◆ **Problem requirements**: Restate the following data in its entirety, word for word and without images.

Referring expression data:
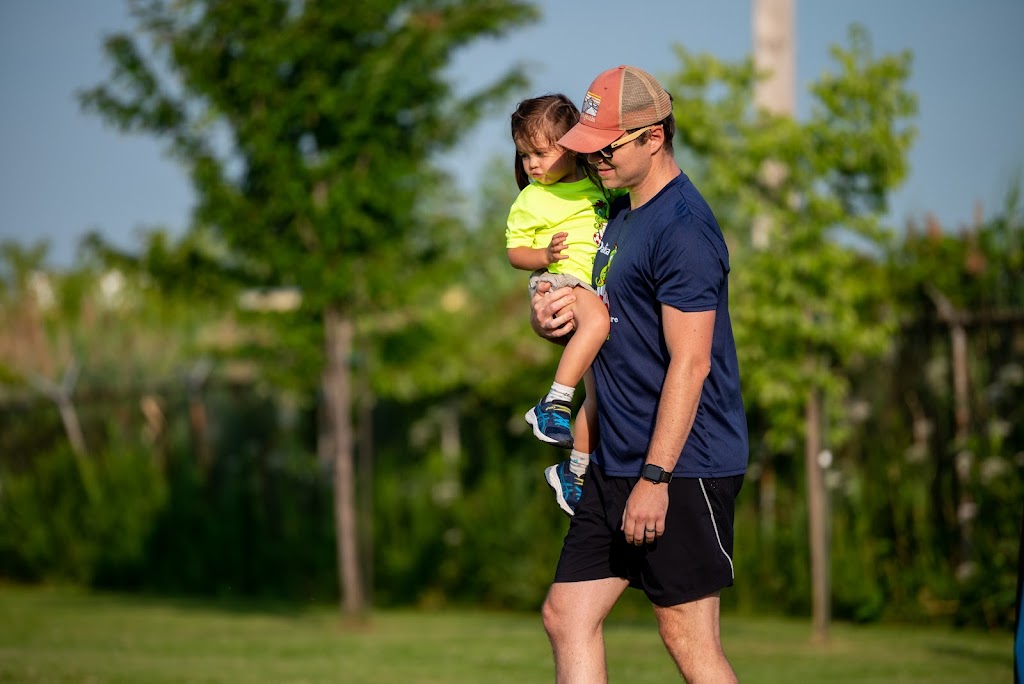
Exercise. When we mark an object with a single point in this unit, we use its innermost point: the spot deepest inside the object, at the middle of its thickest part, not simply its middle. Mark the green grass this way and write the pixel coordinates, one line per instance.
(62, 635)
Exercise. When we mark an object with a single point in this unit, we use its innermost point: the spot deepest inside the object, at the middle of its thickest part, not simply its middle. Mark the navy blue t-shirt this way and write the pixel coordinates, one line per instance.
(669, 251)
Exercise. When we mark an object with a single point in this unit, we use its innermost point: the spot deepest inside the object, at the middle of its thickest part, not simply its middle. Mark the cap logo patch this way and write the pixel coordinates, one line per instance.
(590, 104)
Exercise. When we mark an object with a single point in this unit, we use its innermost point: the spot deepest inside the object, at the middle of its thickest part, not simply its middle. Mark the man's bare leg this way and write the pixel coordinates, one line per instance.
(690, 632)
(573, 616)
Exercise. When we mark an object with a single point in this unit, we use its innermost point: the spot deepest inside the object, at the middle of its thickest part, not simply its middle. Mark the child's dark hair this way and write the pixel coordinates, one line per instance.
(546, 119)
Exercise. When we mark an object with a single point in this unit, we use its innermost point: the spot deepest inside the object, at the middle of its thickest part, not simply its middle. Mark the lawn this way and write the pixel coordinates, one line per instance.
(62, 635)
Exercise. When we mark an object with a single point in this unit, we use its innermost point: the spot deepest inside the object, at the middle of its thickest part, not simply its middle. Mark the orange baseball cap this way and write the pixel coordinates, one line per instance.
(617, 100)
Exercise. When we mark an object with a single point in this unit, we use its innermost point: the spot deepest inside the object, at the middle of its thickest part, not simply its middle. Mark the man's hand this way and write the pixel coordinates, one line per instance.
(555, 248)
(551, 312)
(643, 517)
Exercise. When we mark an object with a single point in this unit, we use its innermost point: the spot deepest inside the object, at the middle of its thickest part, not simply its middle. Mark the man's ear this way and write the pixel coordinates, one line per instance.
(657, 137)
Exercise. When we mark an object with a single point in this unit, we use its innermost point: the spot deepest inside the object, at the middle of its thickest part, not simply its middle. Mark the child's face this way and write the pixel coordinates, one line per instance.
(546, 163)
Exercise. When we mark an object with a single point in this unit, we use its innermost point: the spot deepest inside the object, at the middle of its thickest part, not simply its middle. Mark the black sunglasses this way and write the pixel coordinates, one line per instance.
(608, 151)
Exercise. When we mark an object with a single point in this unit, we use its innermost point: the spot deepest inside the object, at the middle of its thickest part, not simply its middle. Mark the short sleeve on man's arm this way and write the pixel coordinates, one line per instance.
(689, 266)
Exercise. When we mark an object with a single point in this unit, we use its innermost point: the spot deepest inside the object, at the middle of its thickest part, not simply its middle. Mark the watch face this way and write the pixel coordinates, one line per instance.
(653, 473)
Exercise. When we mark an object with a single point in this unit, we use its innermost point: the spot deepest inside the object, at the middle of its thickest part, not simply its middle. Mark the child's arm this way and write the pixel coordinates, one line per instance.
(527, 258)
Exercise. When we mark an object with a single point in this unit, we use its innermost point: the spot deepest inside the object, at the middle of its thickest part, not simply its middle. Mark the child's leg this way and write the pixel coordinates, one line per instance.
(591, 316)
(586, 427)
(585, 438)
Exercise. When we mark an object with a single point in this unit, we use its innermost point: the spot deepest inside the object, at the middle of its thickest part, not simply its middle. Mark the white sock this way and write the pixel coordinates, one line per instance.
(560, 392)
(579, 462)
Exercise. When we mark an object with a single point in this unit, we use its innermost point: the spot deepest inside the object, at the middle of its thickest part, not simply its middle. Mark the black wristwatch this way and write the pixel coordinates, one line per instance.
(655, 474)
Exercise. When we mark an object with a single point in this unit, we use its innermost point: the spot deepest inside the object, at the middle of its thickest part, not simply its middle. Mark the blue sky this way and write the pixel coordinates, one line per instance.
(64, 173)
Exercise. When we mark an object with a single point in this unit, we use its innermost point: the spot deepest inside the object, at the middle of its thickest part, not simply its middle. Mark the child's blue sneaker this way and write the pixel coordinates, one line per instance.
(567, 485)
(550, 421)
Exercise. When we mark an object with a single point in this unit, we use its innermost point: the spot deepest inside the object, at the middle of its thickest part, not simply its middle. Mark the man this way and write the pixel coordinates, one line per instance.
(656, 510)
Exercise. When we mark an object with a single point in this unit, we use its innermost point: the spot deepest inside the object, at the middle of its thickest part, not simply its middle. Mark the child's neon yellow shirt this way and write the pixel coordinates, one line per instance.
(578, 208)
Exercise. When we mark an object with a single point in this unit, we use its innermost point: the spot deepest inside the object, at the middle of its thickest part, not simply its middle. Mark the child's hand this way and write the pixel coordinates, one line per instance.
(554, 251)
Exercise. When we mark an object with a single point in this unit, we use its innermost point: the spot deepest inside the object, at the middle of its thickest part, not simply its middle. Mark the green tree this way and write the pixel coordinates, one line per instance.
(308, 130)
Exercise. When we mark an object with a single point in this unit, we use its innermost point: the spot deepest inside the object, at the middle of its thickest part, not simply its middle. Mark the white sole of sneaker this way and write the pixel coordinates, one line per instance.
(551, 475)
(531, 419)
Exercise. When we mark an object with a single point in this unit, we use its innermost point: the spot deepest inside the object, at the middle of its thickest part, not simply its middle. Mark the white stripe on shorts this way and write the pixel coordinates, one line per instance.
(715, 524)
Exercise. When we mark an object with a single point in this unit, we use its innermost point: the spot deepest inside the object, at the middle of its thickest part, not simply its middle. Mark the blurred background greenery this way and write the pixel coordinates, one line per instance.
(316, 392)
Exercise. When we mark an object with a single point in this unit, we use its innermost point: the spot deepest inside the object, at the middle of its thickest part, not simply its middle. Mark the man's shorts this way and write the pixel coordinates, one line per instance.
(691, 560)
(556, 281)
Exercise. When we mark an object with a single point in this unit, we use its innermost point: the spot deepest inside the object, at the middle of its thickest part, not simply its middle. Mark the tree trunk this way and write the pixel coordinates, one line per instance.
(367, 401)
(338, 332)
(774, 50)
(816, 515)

◆ **Answer below**:
Exercise. When we mark an object with a single point in this unit, we use its innermost point: the spot deepest inside the object, at the middle of its thickest part, not simply its middle. Mark the green grass this way and write the pixel coordinates, one line per instance.
(62, 635)
Exercise. When we mark an object with a single point in this unit, we use its innermost point: the spot deepest inside the object, at the middle of its thickest part, not simply its middle. Mark the navy blue t-shirt this way and write the pixel coordinates, one line per instance.
(669, 251)
Exercise. When we mark an object with a single point in this unit, we use its innermost point: the spot deepest inside the object, at the middle of its thickest part, not simply its middle. Mark the cap logo patch this way and write the pixel coordinates, one line per instance.
(590, 104)
Exercise. When we mark an object with a single point in this unit, we use its innermost point: the spot deepest inside the object, at the middle of its thickest part, not simply its middle. Mark the man's bare leg this way and write the pixel coordinates, one line per instance.
(690, 632)
(573, 616)
Exercise. When we mark an object with a single point in this unit, we use its innermost point: the spot deepest inside the object, at the middle of its thickest part, not simply its middle. Mark the child's dark hair this way and write the pixel coordinates, one line per instance.
(546, 119)
Exercise. When we mark an object with a single point in this unit, we use its innermost point: the spot deepest inside the object, at the middle of its thickest part, not simply its middle. Mark the lawn this way and write the pixel coordinates, one line per instance.
(62, 635)
Exercise. When we mark an object with a single point in this unit, we use its innermost point: the spot deepest inside the object, at the middle of its thickest part, not simply its middle. Mark the orange baseball cap this way and write the pixel coordinates, one line per instance.
(617, 100)
Exercise. When we mark an object with a single point in this unit, we use its innermost point: the spot deepest inside the object, at the middle of its thickest part, not simply its middle. Mark the man's hand this way and write the pixel coordinates, one line per instance.
(555, 248)
(551, 312)
(643, 517)
Exercise. When we mark an object with a single point in this unit, we use its innermost point: the spot deepest inside the object, at the middle of its thickest part, not simply its middle. Mark the man's ear this way and write the pixel coordinates, one line per instance.
(657, 137)
Exercise. When we mark an object with a single point in this unit, we use its innermost point: the spot deepest inside the object, at the middle of its thickest part, not simply its middle. Mark the child's face this way and write the pixel coordinates, one line per instance.
(546, 163)
Exercise. When we mark an object with a single point in this unit, we use its innermost point: the spot deepest inside the object, at the middle of its thickest part, not simply its middle. Mark the black sunglasses this way and write the pixel coordinates, one line per instance.
(608, 151)
Exercise. When we mark an object with a single point in this unit, we use its innermost point: the spot deepest inside the object, at the middle of its thickest part, not simply its middle. Mark the short sleeve on man's arm this way and write the pixel coordinates, one line per instance.
(689, 266)
Exercise. When we mark an object with a single point in this unit, we use its innermost point: the spot deepest inside the object, at the middle of its thickest part, not simply its middle. Mark the watch face this way and write the pixel coordinates, one line per instance.
(653, 473)
Exercise. When we mark an object with a single point in this unit, we use its innermost point: the spot deepest inside the object, at the middle of its thickest part, not simply its middle. Mark the child's arm this way and write the pixel coordinates, one line per instance.
(527, 258)
Exercise. When we mark an object with a single point in this unit, we use its innermost point: the spot deepest inside the object, at the middle of its thickest part, not simply its middle. Mark the child's leg this way and write the pixel coordinates, one line per instance.
(591, 316)
(586, 427)
(585, 438)
Exercise. When we mark an object with a single point in this unit, we use its innermost point: the spot deepest inside the object, at the middle of its thickest part, not simply its middle. Mark the white sock this way and write the pixel coordinates, one line per instance.
(560, 392)
(579, 462)
Exercise. When we mark an object with a single point in this unit, we use its innermost point: the spot deepest inside the object, at the middle of its thickest part, not simply its middle. Mark the black wristwatch this way and write the pixel coordinates, one line per instance.
(655, 474)
Exercise. When we mark an object with a single point in this unit, we use its innermost point: the spot deepest inside the object, at the middle of its thickest part, not simply its middle. Mark the blue sky this way and write the pixel coordinates, one line per instance.
(64, 173)
Exercise. When we mark an object with a single point in this unit, we use its innermost point: the spot deepest inside the object, at the middle of its thickest part, not simply its middle. Mark the child's blue sneaker this way and write the pixel coordinates, one line per instance.
(567, 485)
(550, 421)
Exercise. When we mark an object with a single point in this unit, we use its innermost point: the spot deepest inside the object, at the middle of its thickest part, not simply its middle. Mark the man this way and write the pixel coordinates, one line per instance.
(656, 510)
Exercise. When we mark an object with a single point in this unit, we use its innermost point: the spot deepest inside the object, at the middle of its thickest part, not simply its middle. Mark the child's neon yellow shirt this way and write the pixel coordinates, one line per instance.
(578, 208)
Exercise. When we mark an object with a single point in this unit, we use its innermost point: the spot deepest inside the object, at the middle of its thickest part, not simply its middle. Mark the child's hand this way and write the pixel coordinates, one line per instance.
(554, 251)
Exercise. When we mark an object with a single point in this unit, we use its innermost point: the spot deepest inside the object, at the middle of its thickest part, not simply its middle. Mark the green tree this way and write the pixel coordinates, one line per instance.
(308, 130)
Exercise. When we mark an object with a single point in this unit, we use its innermost point: the spot deepest inside the object, at the middle of its thickest part, not simply its middle. Mark the white sole of sneaker this way and write the pixel coordinates, one line per instance.
(551, 475)
(531, 419)
Exercise. When we mark an object with a single point in this unit, we use its innermost point: the spot deepest inside the object, at the middle of its thickest part, not simply its middle. Mark the white stripe on shorts this way and write the pixel coordinates, one line per instance.
(715, 524)
Exercise. When we mark an object with a single point in this unit, we use its innermost point: the spot deepest inside the object, at the middle of its thickest part, not simply its middle. Mark the blurred background greenery this way and write the pixel coordinates, one line per instance.
(316, 392)
Exercise. When we mark an object with a single point in this unit, we use its innermost point: the spot deepest inside the object, at the middle of its thickest part, not simply its middle. Mark the man's shorts this way and write the pixel coordinates, one line per instance.
(691, 560)
(556, 281)
Exercise. When we mark an object with a single point in this unit, we use its innermost point: the spot deepest inside the object, at the middle of its thickest part, not simply its middle. Mark the tree trunk this way and write the pixel coordinates, one line per instance.
(367, 401)
(338, 332)
(774, 50)
(816, 515)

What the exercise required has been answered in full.